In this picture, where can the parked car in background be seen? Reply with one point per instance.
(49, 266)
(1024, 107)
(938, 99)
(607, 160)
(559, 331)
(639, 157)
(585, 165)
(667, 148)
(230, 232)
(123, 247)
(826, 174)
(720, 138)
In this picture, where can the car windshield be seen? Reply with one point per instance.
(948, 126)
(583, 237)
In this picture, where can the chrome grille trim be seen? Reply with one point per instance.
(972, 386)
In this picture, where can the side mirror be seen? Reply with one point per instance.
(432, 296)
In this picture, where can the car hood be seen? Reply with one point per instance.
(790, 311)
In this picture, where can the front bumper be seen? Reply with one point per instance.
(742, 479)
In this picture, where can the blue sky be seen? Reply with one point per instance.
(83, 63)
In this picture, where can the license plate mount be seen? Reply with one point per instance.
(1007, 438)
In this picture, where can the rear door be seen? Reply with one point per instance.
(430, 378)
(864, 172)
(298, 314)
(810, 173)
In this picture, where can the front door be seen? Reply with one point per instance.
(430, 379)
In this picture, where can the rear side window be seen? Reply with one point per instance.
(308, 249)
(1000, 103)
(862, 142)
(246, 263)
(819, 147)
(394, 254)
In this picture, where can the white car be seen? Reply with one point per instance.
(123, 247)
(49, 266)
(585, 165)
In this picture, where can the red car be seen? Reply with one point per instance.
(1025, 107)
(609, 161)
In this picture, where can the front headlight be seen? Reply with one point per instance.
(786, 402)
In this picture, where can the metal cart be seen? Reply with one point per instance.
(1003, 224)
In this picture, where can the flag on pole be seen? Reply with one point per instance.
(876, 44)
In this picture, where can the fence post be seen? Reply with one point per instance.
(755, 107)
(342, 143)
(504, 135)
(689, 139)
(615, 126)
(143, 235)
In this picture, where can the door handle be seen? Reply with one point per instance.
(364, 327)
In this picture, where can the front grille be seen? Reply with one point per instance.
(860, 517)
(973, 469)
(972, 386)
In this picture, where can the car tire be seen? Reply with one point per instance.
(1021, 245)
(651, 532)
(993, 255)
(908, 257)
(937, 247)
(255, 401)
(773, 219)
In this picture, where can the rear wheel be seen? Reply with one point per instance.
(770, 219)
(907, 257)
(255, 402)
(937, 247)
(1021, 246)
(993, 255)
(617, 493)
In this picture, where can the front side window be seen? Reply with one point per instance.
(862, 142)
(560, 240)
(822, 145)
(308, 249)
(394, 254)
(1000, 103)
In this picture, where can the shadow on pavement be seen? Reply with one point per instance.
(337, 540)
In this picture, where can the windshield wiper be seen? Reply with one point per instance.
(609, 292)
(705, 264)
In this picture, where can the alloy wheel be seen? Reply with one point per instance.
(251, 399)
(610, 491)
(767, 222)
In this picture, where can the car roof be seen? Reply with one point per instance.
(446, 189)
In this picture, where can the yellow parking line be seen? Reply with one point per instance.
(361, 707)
● ● ● ● ● ● ●
Extract the complete data, matching each line exactly.

In this picture, where can the parked car in background be seen? Reply with one point per instance.
(49, 266)
(1024, 107)
(938, 99)
(607, 160)
(559, 331)
(639, 157)
(585, 165)
(667, 148)
(230, 232)
(123, 247)
(826, 174)
(720, 138)
In this picture, where can the car windshield be seen? Reply with one point per instance.
(948, 126)
(583, 237)
In this picture, where can the chrome grille trim be seen? Reply with one point per instance.
(972, 386)
In this picture, where can the side mirror be seen? Reply with one point per instance.
(432, 296)
In this picture, where can the car hood be seen? Reply with one point per instance.
(790, 311)
In this picture, where can the front bumper be seen? Reply with one point per instance.
(742, 479)
In this picture, where can the blue sky be seen? Reply with one point per instance.
(83, 63)
In this picture, where can the license plate mount be seen? Reply with one point per instance.
(1007, 438)
In this picture, where can the rear door be seen? Reply with one point per instance.
(430, 378)
(864, 172)
(298, 314)
(810, 173)
In this picture, where can the front door be seen? Reply with one point per instance.
(430, 379)
In this picture, where can the rear side window be seen? Reply with one point per instance.
(308, 249)
(1000, 103)
(862, 142)
(246, 263)
(819, 147)
(394, 254)
In this picture, where can the white car be seen? Reply with one point per instance.
(123, 247)
(49, 266)
(585, 165)
In this picture, where can the red car be seen? Reply with one point per instance.
(1025, 107)
(609, 161)
In this picture, where can the front headlight be seen? Reply with one point per instance.
(786, 402)
In this picture, where can the metal cart be seen? Reply with one point per instance.
(1003, 224)
In this picture, where can the flag on pole be seen? Reply with one point per instance.
(876, 44)
In this picture, where can the fence post be seen? Reply with one point per instance.
(755, 107)
(342, 143)
(504, 135)
(689, 139)
(615, 126)
(143, 235)
In this picture, where can the door handle be seen? Reply with one point per instance.
(364, 327)
In this picture, where can the front grille be seen? Reply with one point per instance.
(860, 517)
(973, 469)
(972, 386)
In this picture, where can the car tire be seen? Reply with one point per instance.
(1021, 245)
(651, 532)
(993, 255)
(908, 257)
(937, 247)
(255, 401)
(773, 219)
In this picture, where can the rear wheel be seen? Reply with one point per instance.
(770, 219)
(907, 257)
(255, 402)
(937, 247)
(1021, 246)
(993, 255)
(617, 493)
In this picture, where can the front side window be seen? Reply with one point per instance.
(862, 142)
(560, 240)
(822, 145)
(308, 249)
(394, 254)
(1000, 103)
In this picture, where can the shadow on pavement be seen? Reply with one point per instance.
(337, 540)
In this picture, where can the windshield wiper be seen? Reply with one point per instance.
(609, 292)
(705, 264)
In this picture, where can the alloy wheel be seen? Reply with one point per instance.
(251, 399)
(610, 491)
(767, 222)
In this picture, where can the car roof be seen? Reply with one point per instance.
(446, 189)
In this picture, where can the yellow parking line be seen? Reply with one point per instance.
(361, 707)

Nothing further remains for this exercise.